> **TEXTAUSZUG**
Seit Anfang Juli läuft die zweite Phase des Feldversuchs im Rahmen des Pilotprojekts zur elektronischen Verordnung (eVO) für orthopädische Hilfsmittel. Nach vier Wochen liegt nun ein erstes Zwischenergebnis vor, das einen klaren Blick auf die bisherigen Fortschritte erlaubt: Mehr als 200 elektronische Verordnungen konnten nach Angaben des federführenden Bundesinnungsverbandes für Orthopädie-Technik (BIV-OT) erfolgreich mit den am Projekt beteiligten Branchensoftwarelösungen von Akquinet, Eva 3, MM-Orthosoft, OT-EDV und Top‑M realisiert werden.
Im Mittelpunkt stand dabei die Alltagstauglichkeit der Anwendungen. Die teilnehmenden Betriebe bewerteten unter anderem, wie leicht sich das Eingabefeld für die eVO finden ließ, wie die Anzeige des digitalen Musters 16 umgesetzt ist, ob und wie ein Datenabgleich durchgeführt wurde. Eine zusätzliche Frage lautete, ob durch die elektronische Form der Verordnung bereits eine Zeitersparnis erkennbar ist.

> **KURZE AUFGABE 1**
Übertragen Sie aus dem Textauszug wortgetreu den Abschnitt zwischen „Im Mittelpunkt stand“ und „Zeitersparnis erkennbar ist.“, beide eingeschlossen.
> **KURZE AUFGABE 2**
Welcher Verband ist laut dem Textauszug beim Pilotprojekt zur elektronischen Verordnung federführend?

> **BEREITGESTELLTE DATENSÄTZE**

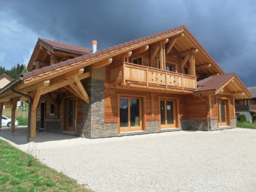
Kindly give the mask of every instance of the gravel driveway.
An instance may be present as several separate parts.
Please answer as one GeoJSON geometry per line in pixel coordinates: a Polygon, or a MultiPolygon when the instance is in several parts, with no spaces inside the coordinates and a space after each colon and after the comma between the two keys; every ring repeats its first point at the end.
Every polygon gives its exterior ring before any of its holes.
{"type": "Polygon", "coordinates": [[[42,162],[97,192],[256,190],[256,130],[75,138],[36,147],[42,162]]]}

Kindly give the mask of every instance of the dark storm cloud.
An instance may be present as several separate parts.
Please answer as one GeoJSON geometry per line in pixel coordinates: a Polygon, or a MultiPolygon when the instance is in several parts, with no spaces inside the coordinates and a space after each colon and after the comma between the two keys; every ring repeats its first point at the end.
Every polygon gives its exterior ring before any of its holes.
{"type": "Polygon", "coordinates": [[[0,3],[0,13],[38,36],[89,47],[96,40],[99,49],[184,24],[225,72],[234,71],[252,85],[256,84],[256,4],[252,0],[9,0],[0,3]]]}

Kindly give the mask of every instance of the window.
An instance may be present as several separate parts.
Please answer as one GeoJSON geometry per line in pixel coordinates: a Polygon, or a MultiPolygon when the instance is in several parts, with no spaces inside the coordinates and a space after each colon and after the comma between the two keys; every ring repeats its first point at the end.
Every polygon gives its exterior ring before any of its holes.
{"type": "Polygon", "coordinates": [[[142,58],[140,57],[135,59],[132,59],[131,62],[134,64],[142,65],[142,58]]]}
{"type": "Polygon", "coordinates": [[[176,101],[160,100],[160,123],[161,128],[176,127],[176,101]]]}
{"type": "Polygon", "coordinates": [[[184,74],[189,75],[189,67],[184,67],[184,74]]]}
{"type": "Polygon", "coordinates": [[[51,103],[50,106],[50,114],[51,115],[55,114],[55,105],[51,103]]]}
{"type": "Polygon", "coordinates": [[[175,65],[166,64],[166,71],[172,71],[173,72],[175,72],[175,65]]]}
{"type": "Polygon", "coordinates": [[[142,99],[120,98],[119,116],[121,131],[142,130],[142,99]]]}

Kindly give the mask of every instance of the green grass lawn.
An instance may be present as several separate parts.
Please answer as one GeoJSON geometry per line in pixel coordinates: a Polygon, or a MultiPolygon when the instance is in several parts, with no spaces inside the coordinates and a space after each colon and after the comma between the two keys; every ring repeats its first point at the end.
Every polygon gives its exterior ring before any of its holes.
{"type": "Polygon", "coordinates": [[[0,191],[91,191],[0,140],[0,191]]]}
{"type": "Polygon", "coordinates": [[[236,122],[236,127],[241,128],[247,128],[256,129],[256,123],[250,122],[236,122]]]}

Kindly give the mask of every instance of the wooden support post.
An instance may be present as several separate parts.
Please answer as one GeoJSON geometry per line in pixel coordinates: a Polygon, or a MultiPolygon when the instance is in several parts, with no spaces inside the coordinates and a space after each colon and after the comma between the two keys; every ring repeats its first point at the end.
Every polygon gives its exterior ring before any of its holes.
{"type": "Polygon", "coordinates": [[[41,96],[41,89],[38,89],[33,98],[30,117],[30,137],[35,138],[36,130],[36,108],[41,96]]]}
{"type": "Polygon", "coordinates": [[[15,112],[17,107],[17,102],[20,98],[15,97],[13,98],[12,102],[12,120],[11,120],[11,131],[13,133],[15,131],[15,112]]]}
{"type": "Polygon", "coordinates": [[[160,41],[159,42],[159,47],[160,47],[160,52],[159,53],[159,61],[160,62],[160,69],[163,70],[163,44],[160,41]]]}
{"type": "Polygon", "coordinates": [[[0,131],[2,128],[2,115],[3,115],[3,102],[0,103],[0,131]]]}

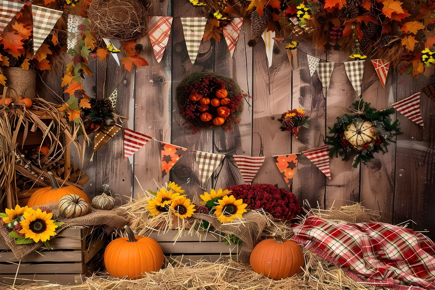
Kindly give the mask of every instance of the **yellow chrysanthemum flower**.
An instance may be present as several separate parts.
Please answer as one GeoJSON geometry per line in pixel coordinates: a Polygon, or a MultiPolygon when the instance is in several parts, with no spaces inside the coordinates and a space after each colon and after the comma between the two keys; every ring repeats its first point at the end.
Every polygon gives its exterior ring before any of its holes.
{"type": "Polygon", "coordinates": [[[247,211],[245,208],[248,205],[241,199],[236,200],[234,195],[226,195],[218,201],[219,205],[214,208],[214,213],[222,223],[232,223],[235,218],[241,219],[243,213],[247,211]]]}
{"type": "Polygon", "coordinates": [[[196,210],[194,207],[194,204],[191,204],[190,200],[184,197],[175,200],[171,205],[171,211],[182,220],[191,217],[196,210]]]}
{"type": "Polygon", "coordinates": [[[223,190],[222,188],[219,188],[216,191],[214,189],[212,189],[210,190],[210,193],[208,192],[204,192],[204,194],[201,194],[200,197],[202,199],[202,201],[200,202],[200,203],[201,204],[205,204],[207,203],[207,201],[211,200],[215,197],[221,197],[224,195],[226,195],[231,192],[228,189],[226,189],[224,190],[223,190]]]}
{"type": "Polygon", "coordinates": [[[18,217],[20,215],[22,215],[26,212],[30,213],[31,212],[32,210],[33,210],[32,209],[31,207],[29,208],[27,207],[27,206],[24,207],[21,207],[18,204],[15,206],[14,209],[7,208],[4,210],[4,211],[6,214],[7,215],[7,217],[3,218],[3,221],[5,223],[10,223],[18,217]]]}
{"type": "Polygon", "coordinates": [[[31,239],[35,243],[40,240],[46,242],[50,239],[50,236],[56,234],[54,230],[57,226],[51,219],[53,216],[52,213],[43,212],[39,208],[36,210],[32,210],[30,213],[24,212],[23,214],[24,219],[20,222],[23,227],[20,233],[24,234],[24,237],[31,239]]]}

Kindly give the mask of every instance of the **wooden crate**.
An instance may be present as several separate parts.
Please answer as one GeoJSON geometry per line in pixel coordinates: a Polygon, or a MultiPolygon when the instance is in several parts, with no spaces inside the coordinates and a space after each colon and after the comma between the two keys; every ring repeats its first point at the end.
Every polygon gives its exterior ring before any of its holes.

> **ERGEBNIS 1**
Im Mittelpunkt stand dabei die Alltagstauglichkeit der Anwendungen. Die teilnehmenden Betriebe bewerteten unter anderem, wie leicht sich das Eingabefeld für die eVO finden ließ, wie die Anzeige des digitalen Musters 16 umgesetzt ist, ob und wie ein Datenabgleich durchgeführt wurde. Eine zusätzliche Frage lautete, ob durch die elektronische Form der Verordnung bereits eine Zeitersparnis erkennbar ist.

> **ERGEBNIS 2**
Der Bundesinnungsverband für Orthopädie-Technik (BIV-OT).